TEXTE FOURNI:
┌──

Les chapitres généraux de l'époque d'avant Vatican II n'était souvent guère plus, dans beaucoup d'instituts que des chapitres d'élection. Vatican II ayant désigné le chapitre général comme l'un des principaux moyens de renouveau(2), les chapitres généraux qui ont suivi le Concile ont été consacrés à la révision des Constitutions et, d'une façon générale au renouveau des instituts. Peut-être ceux-ci ont-ils continué par la suite durant trop longtemps à centrer toute leur attention sur leur propre vie interne et leur propre organisation.

Un renouveau vraiment ecclésial demande que les instituts de vie consacrée exercent au cours même de leurs chapitres généraux leur fonction ecclésiale. Pour cela il convient qu'ils se mettent à l'écoute des besoins, des aspirations, des problèmes et des expériences du Peuple de Dieu tout entier. Une communauté diocésaine ou limitée aux diocèses d'un pays peut faire une lecture, à la lumière de l'Évangile, ce de que vit l'Église de ce diocèse ou de ce pays. Une grande Congrégation ou Ordre étendu à l'échelle mondiale est dans une situation privilégiée pour faire une lecture de la situation de l'Église universelle. Une telle lecture n'est rien d'autre qu'un service qu'elle peut offrir au peuple de Dieu, et que personne d'autre ne peut réaliser de la même manière et dans la même perspective.

└──

DONNÉES:
┌──

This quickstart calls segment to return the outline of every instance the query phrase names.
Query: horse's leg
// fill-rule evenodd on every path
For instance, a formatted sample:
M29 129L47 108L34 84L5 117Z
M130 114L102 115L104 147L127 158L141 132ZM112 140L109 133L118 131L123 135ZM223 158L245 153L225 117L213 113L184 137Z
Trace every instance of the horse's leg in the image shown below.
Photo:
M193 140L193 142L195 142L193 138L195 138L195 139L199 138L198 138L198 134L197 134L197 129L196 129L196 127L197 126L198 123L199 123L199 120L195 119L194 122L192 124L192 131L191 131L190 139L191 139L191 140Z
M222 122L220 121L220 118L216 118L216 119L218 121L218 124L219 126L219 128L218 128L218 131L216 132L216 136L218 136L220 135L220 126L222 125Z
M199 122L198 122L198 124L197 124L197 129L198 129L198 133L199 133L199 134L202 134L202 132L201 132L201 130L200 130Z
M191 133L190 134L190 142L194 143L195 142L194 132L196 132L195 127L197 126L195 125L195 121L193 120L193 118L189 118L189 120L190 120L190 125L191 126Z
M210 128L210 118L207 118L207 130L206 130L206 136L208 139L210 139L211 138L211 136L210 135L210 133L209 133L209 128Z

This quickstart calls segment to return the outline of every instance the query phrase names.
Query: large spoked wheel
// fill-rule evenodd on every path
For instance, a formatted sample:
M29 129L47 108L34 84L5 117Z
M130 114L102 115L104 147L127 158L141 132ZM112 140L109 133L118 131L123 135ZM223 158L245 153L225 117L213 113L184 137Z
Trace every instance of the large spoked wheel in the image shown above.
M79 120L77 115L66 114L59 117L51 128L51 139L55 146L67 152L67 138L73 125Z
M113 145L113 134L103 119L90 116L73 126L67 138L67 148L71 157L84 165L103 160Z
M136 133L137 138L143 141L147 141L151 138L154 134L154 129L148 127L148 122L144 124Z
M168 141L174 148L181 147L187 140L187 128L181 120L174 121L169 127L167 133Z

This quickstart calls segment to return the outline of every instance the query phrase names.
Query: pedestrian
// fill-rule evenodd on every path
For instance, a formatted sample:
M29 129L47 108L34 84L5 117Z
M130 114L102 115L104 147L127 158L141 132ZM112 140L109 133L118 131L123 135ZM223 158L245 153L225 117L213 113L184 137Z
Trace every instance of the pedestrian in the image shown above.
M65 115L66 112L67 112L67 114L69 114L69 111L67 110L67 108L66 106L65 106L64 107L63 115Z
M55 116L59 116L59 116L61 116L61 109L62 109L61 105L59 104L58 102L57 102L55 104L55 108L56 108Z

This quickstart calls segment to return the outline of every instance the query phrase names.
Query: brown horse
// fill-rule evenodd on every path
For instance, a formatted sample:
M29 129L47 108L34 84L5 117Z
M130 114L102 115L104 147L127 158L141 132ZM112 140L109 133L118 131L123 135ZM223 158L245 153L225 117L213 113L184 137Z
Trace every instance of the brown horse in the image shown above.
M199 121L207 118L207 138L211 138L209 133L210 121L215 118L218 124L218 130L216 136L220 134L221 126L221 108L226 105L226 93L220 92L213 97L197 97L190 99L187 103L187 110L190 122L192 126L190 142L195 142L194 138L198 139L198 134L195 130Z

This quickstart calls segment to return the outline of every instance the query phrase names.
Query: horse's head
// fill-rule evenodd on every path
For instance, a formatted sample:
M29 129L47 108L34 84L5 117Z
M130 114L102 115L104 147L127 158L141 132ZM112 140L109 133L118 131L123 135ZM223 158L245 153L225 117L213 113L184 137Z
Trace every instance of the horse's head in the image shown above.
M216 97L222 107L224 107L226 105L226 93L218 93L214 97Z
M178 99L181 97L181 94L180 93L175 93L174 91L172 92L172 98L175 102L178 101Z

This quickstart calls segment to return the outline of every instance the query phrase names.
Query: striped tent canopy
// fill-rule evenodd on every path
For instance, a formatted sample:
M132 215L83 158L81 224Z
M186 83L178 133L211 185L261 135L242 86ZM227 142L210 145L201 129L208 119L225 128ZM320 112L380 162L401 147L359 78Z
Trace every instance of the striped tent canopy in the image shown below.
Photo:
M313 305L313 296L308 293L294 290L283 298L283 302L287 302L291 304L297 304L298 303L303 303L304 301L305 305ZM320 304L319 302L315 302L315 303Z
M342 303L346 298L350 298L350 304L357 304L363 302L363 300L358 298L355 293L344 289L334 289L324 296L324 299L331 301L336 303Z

└──

CONSIGNES:
1. Répondez à ces questions sur le texte sur les chapitres généraux :
(a) Avant Vatican II, à quoi les chapitres généraux se réduisaient-ils souvent dans beaucoup d'instituts ?
(b) À quoi les chapitres généraux qui ont suivi le Concile ont-ils été consacrés ?
(c) Quel type d'institut est dans une situation privilégiée pour faire une lecture de la situation de l'Église universelle ?
2. Remplacez "chapitres généraux" par "assemblées générales" dans le passage du texte sur les chapitres généraux qui va de "Un renouveau vraiment" jusqu'à "la même perspective." inclus, puis recopiez ce passage.
3. Poursuivez le texte sur les chapitres généraux en rédigeant ce qui vient après sa dernière phrase.
Les lignes sont un matériel à part, sans lien avec le texte.

RÉPONSES:
1.
(a) Ils n'étaient souvent guère plus que des chapitres d'élection.
(b) À la révision des Constitutions et, d'une façon générale, au renouveau des instituts.
(c) Une grande Congrégation ou un Ordre étendu à l'échelle mondiale.

2.
Un renouveau vraiment ecclésial demande que les instituts de vie consacrée exercent au cours même de leurs assemblées générales leur fonction ecclésiale. Pour cela il convient qu'ils se mettent à l'écoute des besoins, des aspirations, des problèmes et des expériences du Peuple de Dieu tout entier. Une communauté diocésaine ou limitée aux diocèses d'un pays peut faire une lecture, à la lumière de l'Évangile, ce de que vit l'Église de ce diocèse ou de ce pays. Une grande Congrégation ou Ordre étendu à l'échelle mondiale est dans une situation privilégiée pour faire une lecture de la situation de l'Église universelle. Une telle lecture n'est rien d'autre qu'un service qu'elle peut offrir au peuple de Dieu, et que personne d'autre ne peut réaliser de la même manière et dans la même perspective.

3.
Dans des moments de profonds et rapides changements culturels comme ceux que nous vivons de nos jours, les instituts religieux peuvent, à travers leurs chapitres généraux, apporter à la société leur lecture de situations humaines telles que, par exemple, les déplacements massifs de populations, l'écart toujours grandissant entre riches et pauvres, la rencontre massive des cultures et des religions.

L'institut doit également savoir écouter ce que les laïcs peuvent avoir à leur dire de leurs aspirations et de ce qu'ils attendent d'eux. Non seulement beaucoup de fondations religieuses ont commencé comme des mouvements laïcs, officiellement reconnus par la suite par l'Église comme instituts religieux, mais certaines réformes de la vie religieuse, les grandes réformes monastiques du douzième siècle par exemple, et celle de Cîteaux en particulier, furent la réponse aux aspirations, aux attentes et aux requêtes de mouvements laïcs au sein de l'Église durant tout le siècle précédent.

Un phénomène auquel tous les instituts ont à porter une attention toute particulière de nos jours est le fait qu'un très grand nombre de laïcs, dans toutes les parties du monde, se sentent de nos jours appelés à partager non seulement les activités et la mission de tel ou tel institut religieux, mais aussi sa spiritualité, tout en conservant leurs obligations et leur situation dans le monde. Peut-être beaucoup d'instituts doivent-ils avoir l'humilité de reconnaître que l'Esprit de Dieu, ultime "propriétaire" de leur charisme, est en train de donner à ce même charisme, des formes d'expression nouvelles auxquelles ils n'auraient jamais osé penser.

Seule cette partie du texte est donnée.